## Work item
Word for word, reproduce the data that follows.

## Stored items from a collection
____
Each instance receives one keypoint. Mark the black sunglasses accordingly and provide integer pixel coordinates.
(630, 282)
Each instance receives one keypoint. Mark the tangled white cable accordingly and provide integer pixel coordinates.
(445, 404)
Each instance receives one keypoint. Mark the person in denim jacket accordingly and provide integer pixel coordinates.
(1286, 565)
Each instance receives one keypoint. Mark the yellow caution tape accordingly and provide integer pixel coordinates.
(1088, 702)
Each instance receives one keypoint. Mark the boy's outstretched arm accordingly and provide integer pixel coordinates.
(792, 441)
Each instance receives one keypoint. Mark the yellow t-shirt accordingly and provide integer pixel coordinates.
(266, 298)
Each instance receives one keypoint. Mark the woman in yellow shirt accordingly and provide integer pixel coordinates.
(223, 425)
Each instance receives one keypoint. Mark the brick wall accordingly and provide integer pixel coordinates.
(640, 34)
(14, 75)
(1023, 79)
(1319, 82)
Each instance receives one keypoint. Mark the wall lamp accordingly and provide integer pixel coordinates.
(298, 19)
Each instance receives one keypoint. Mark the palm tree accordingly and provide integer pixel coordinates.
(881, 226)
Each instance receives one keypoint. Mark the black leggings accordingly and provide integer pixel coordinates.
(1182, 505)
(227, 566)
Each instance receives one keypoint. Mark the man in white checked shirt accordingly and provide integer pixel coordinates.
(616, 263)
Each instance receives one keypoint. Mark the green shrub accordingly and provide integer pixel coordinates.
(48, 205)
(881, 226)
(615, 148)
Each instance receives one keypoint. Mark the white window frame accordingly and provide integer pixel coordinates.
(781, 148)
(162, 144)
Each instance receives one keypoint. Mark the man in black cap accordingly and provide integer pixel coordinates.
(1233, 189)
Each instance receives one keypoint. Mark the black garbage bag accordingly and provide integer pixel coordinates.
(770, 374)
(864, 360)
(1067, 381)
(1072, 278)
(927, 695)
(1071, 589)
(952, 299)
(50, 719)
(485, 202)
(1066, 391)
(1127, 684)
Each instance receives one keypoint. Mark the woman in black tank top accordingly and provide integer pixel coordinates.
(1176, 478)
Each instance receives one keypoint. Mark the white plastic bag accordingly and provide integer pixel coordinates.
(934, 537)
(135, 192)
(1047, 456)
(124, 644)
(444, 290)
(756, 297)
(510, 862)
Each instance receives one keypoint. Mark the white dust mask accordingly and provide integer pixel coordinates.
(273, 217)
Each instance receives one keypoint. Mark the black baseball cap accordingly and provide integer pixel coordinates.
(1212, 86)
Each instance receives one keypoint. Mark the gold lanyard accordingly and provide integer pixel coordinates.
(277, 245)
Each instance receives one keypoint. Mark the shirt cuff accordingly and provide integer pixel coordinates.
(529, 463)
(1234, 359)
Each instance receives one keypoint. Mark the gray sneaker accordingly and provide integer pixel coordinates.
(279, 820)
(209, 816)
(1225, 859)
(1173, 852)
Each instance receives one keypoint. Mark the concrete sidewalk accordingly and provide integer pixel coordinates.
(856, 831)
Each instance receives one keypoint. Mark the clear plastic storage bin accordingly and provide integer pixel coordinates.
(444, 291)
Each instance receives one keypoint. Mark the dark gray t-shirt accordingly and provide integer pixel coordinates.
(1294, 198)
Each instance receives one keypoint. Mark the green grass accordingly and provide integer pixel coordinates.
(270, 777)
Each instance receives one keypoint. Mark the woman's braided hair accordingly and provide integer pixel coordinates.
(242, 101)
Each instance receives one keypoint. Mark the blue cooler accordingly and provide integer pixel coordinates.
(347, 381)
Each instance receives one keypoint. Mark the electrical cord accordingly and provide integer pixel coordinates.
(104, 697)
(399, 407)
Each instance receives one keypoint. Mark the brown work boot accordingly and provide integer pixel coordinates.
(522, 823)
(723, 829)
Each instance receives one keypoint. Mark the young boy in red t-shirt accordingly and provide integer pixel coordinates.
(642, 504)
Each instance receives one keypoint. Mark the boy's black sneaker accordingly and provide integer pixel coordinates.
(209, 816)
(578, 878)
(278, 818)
____
## Exercise answer
Each instance receives one keypoint. Mark the black sunglasses accordingly and provide integer pixel coordinates.
(630, 282)
Each instance receives one keypoint. Mark the tangled white cable accordingly and provide integer pixel coordinates.
(445, 404)
Each instance receives one keypoint. Mark the person in denim jacket accordingly and provide integer pixel coordinates.
(1286, 565)
Each instance receives one keypoint. Mark the yellow caution tape accordingly and provide integer pixel coordinates.
(1088, 702)
Each instance receives one keypoint. Mark the boy's outstretched arm accordingly and provide integer pixel coordinates.
(792, 441)
Each instance receives one keypoint. Mark the yellow t-shirt accordingly and provide integer pixel coordinates.
(266, 298)
Each instance receives one keypoint. Mark the woman in yellow shirt accordingly and provide integer pixel coordinates.
(223, 425)
Each instance receives one keypoint. Mark the brick wall accordingly and provide integer pixel coordinates.
(640, 34)
(14, 75)
(1023, 79)
(1319, 82)
Each instance receives one keypoint. Mark the wall lamp accordingly and provide integer pixel coordinates.
(298, 19)
Each instance receives one keypoint. Mark the palm tree accordingly and provide integer pixel coordinates.
(881, 226)
Each instance receives one keypoint. Mark the black leggings accordingly and provide integer pixel coordinates.
(1182, 505)
(227, 566)
Each instance receives one keypoint. Mark the man in white checked shirt accordingly and provide integer pixel coordinates.
(616, 263)
Each instance receives one keypoint. Mark the green shrub accordingly and provide integer pixel coordinates.
(48, 205)
(881, 226)
(615, 148)
Each instance receives one keypoint. Mark the white window frame accordingly and provide integer pixel coordinates.
(781, 148)
(162, 144)
Each instance receives one keypoint. Mark the man in black cap accordingly and provide integer pixel coordinates.
(1233, 189)
Each instance receives one keypoint. Mark the black garbage bag accordingly and provide integer pixel coordinates.
(770, 374)
(864, 360)
(1067, 381)
(1072, 278)
(927, 695)
(1071, 589)
(952, 299)
(50, 719)
(485, 202)
(1066, 391)
(1127, 684)
Each instance receives one keypoint. Mark the woman in black tank top accordingly and provide integer pixel coordinates.
(1176, 478)
Each instance receives one keypoint. Mark the white plastic bag accordingly and provide integer pixel coordinates.
(934, 537)
(135, 192)
(1047, 456)
(124, 644)
(444, 290)
(756, 297)
(510, 862)
Each instance receives one keypoint. Mark the white dust mask accordingly and provide integer pixel coordinates.
(273, 217)
Each instance receives one keypoint. Mark the black baseball cap accordingly and provide integer pixel coordinates.
(1212, 86)
Each instance receives one keypoint. Mark the gold lanyard accordingly and provide integer pixel coordinates.
(277, 245)
Each instance receives one keypoint. Mark the shirt cuff accordingly and provide integer pixel coordinates.
(529, 463)
(1234, 359)
Each instance receives one keypoint. Mark the gray sneaker accordingly and provide integer pixel coordinates.
(279, 820)
(209, 816)
(1225, 859)
(1173, 852)
Each instance receives one keypoint. Mark the concrete sidewalk accordingly and provide integer pixel coordinates.
(856, 831)
Each instance receives one keypoint. Mark the clear plastic storage bin accordingly and provide integer pixel coordinates.
(444, 291)
Each instance receives one keypoint. Mark the dark gray t-shirt accordingly and provide integer pixel coordinates.
(1294, 198)
Each instance receives one keypoint. Mark the green grass accordingly and provide integer pixel coordinates.
(270, 777)
Each instance receives one keypoint. Mark the woman's braided hair accordingly and provide integer pixel coordinates.
(242, 101)
Each instance receives one keypoint. Mark the blue cooler accordingly and provide integer pixel coordinates.
(347, 381)
Each instance receives one keypoint. Mark the electrical cord accordingly and provide integer pixel coordinates.
(104, 697)
(399, 407)
Each instance receives one keypoint. Mark the brown work boot accordingly and provide integer pixel coordinates.
(522, 823)
(723, 829)
Each instance receives one keypoint. Mark the young boy in red t-shirt accordingly and provide integer pixel coordinates.
(642, 504)
Each instance receives one keypoint. Mark the boy's black sneaker accordingly and provide integer pixel coordinates.
(209, 816)
(578, 878)
(278, 818)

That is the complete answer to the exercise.